(Stored records)
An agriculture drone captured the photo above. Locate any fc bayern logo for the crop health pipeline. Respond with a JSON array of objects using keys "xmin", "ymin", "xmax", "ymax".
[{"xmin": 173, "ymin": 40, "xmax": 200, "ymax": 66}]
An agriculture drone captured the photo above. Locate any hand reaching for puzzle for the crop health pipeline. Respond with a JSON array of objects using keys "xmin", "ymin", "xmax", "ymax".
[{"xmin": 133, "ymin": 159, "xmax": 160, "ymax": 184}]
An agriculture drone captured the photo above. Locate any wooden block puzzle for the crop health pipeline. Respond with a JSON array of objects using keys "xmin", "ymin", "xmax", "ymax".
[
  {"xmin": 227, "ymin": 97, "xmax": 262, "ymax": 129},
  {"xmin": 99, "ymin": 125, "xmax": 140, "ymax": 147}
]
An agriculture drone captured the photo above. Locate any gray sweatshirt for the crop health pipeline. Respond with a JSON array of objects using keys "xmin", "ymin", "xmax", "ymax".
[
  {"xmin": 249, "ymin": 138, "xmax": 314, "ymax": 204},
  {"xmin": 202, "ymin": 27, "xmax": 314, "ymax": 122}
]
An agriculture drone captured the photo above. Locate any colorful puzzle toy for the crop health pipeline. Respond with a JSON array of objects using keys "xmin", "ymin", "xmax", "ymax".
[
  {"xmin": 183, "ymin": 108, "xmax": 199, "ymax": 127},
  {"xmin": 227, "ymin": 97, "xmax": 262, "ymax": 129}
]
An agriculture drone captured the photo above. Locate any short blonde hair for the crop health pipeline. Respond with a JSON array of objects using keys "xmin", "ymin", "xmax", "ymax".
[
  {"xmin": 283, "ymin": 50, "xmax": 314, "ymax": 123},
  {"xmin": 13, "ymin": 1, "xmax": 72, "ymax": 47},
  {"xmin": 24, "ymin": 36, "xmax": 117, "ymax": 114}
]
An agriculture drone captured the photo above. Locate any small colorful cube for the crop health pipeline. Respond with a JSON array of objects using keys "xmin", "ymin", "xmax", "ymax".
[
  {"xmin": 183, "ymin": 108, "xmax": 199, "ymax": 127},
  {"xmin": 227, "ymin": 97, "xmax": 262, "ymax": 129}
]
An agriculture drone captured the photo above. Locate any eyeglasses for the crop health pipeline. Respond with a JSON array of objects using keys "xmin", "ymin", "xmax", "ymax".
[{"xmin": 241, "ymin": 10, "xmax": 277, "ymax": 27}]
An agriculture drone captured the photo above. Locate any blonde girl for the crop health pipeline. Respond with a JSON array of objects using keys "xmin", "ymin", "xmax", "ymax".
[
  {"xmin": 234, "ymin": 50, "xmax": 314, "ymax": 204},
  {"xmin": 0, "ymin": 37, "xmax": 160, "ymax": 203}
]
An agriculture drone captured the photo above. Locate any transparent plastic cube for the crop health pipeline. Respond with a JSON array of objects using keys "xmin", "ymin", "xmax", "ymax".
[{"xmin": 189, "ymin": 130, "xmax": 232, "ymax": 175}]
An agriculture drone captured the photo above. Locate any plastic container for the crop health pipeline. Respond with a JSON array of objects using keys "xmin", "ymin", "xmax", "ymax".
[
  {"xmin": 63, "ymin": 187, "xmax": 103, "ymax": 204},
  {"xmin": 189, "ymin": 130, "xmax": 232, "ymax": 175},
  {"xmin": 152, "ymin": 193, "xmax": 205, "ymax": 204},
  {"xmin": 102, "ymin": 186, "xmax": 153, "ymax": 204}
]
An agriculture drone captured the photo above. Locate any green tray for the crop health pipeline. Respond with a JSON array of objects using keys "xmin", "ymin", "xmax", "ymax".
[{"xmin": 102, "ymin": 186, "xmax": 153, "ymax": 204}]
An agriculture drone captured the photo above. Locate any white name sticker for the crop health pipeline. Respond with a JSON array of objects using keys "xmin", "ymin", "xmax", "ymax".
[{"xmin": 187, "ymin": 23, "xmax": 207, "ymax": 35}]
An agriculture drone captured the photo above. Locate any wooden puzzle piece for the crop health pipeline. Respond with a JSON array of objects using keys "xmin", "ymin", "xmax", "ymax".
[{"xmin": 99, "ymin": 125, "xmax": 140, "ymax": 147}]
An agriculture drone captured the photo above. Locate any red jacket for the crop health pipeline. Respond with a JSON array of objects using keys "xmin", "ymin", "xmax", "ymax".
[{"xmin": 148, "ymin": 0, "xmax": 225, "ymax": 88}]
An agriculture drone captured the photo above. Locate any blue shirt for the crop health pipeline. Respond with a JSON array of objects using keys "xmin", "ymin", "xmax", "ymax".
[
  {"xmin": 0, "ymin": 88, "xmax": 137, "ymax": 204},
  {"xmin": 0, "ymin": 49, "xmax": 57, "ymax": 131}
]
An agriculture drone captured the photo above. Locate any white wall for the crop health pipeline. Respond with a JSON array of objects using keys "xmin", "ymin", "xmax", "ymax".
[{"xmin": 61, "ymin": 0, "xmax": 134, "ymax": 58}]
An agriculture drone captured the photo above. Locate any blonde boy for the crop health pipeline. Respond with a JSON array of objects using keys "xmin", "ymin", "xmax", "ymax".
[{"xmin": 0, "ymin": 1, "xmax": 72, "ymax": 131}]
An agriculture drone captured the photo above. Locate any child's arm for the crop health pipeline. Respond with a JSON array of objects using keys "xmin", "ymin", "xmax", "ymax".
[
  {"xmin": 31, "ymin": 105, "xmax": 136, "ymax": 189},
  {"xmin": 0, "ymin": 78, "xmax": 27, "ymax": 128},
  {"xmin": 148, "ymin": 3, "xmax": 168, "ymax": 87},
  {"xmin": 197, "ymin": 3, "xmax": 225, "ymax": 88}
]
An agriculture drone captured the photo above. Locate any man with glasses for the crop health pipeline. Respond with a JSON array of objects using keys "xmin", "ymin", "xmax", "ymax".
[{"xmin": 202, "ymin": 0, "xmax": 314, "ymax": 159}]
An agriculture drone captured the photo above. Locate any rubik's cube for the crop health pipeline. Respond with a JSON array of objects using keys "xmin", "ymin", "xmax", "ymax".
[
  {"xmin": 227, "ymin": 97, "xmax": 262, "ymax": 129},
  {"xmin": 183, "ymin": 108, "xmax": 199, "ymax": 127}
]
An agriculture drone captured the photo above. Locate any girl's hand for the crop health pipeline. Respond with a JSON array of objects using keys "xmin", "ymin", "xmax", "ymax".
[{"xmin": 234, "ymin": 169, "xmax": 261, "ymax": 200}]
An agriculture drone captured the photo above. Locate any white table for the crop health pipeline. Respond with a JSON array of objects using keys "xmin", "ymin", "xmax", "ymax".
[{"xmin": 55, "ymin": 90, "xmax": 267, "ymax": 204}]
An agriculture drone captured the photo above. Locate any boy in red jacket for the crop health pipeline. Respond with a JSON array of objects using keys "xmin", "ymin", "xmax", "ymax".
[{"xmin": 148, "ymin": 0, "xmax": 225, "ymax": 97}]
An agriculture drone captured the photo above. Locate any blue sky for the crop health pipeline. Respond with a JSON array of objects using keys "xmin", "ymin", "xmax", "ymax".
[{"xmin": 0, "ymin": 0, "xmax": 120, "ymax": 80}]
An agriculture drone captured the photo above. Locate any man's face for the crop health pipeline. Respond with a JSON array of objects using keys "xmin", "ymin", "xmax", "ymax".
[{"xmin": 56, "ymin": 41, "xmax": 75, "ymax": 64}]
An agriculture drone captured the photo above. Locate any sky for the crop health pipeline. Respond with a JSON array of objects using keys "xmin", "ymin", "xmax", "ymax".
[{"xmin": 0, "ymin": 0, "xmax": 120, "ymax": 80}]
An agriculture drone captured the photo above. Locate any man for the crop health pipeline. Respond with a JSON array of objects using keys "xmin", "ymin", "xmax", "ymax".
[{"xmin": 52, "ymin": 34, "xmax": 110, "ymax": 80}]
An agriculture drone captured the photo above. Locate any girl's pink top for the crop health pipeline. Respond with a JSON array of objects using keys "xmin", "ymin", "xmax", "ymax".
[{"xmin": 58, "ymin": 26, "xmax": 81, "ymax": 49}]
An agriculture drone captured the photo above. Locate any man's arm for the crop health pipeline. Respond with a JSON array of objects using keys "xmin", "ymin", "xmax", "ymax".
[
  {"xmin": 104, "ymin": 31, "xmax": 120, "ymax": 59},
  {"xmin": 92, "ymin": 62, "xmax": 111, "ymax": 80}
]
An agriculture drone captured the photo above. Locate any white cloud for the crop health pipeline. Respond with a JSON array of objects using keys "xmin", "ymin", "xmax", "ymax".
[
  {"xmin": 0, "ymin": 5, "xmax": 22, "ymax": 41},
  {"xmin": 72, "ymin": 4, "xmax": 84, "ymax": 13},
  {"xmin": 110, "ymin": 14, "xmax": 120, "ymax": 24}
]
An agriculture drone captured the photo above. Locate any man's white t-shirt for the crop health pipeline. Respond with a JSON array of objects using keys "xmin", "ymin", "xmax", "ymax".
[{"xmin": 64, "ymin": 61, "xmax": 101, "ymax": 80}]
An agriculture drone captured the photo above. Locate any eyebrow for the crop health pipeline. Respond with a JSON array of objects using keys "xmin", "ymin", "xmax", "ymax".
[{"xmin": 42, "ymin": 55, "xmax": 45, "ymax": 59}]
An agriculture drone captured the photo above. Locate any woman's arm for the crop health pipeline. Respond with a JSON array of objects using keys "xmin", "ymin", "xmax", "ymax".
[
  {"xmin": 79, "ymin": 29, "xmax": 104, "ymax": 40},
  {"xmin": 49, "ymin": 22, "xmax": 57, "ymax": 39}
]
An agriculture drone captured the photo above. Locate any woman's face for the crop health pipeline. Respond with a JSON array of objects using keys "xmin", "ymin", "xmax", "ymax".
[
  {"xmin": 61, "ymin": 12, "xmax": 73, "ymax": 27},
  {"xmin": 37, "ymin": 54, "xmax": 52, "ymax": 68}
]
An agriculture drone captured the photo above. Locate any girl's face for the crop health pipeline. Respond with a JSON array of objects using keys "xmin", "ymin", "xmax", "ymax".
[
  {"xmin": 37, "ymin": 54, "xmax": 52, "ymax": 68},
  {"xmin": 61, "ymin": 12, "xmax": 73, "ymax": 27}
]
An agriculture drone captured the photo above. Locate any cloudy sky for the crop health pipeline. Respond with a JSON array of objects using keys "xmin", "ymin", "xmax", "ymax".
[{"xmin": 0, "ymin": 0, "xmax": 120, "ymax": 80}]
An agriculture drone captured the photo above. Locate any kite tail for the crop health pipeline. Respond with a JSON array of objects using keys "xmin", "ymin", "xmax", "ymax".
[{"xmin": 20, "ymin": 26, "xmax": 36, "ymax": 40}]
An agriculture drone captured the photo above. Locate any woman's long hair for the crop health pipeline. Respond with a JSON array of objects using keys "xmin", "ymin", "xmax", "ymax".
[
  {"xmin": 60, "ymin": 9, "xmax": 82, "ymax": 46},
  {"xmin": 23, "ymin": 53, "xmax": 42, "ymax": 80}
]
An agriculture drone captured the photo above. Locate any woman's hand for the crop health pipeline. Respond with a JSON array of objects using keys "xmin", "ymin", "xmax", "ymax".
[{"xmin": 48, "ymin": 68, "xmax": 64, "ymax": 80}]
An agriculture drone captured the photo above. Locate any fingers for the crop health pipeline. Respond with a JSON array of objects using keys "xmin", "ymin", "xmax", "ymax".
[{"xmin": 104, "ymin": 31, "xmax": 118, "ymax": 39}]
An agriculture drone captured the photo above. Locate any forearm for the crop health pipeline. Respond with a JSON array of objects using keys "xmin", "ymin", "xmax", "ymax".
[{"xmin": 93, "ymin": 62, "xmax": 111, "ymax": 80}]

▶ TASK DESCRIPTION
Return every line from the rows above that contains the string "piece". Matching is case-sensitive.

▶ SOLUTION FOR THIS EXERCISE
An agriculture drone captured the photo above. Locate any wooden puzzle piece for the crop health pipeline. Respond with a JSON array of objects using keys "xmin", "ymin", "xmax", "ymax".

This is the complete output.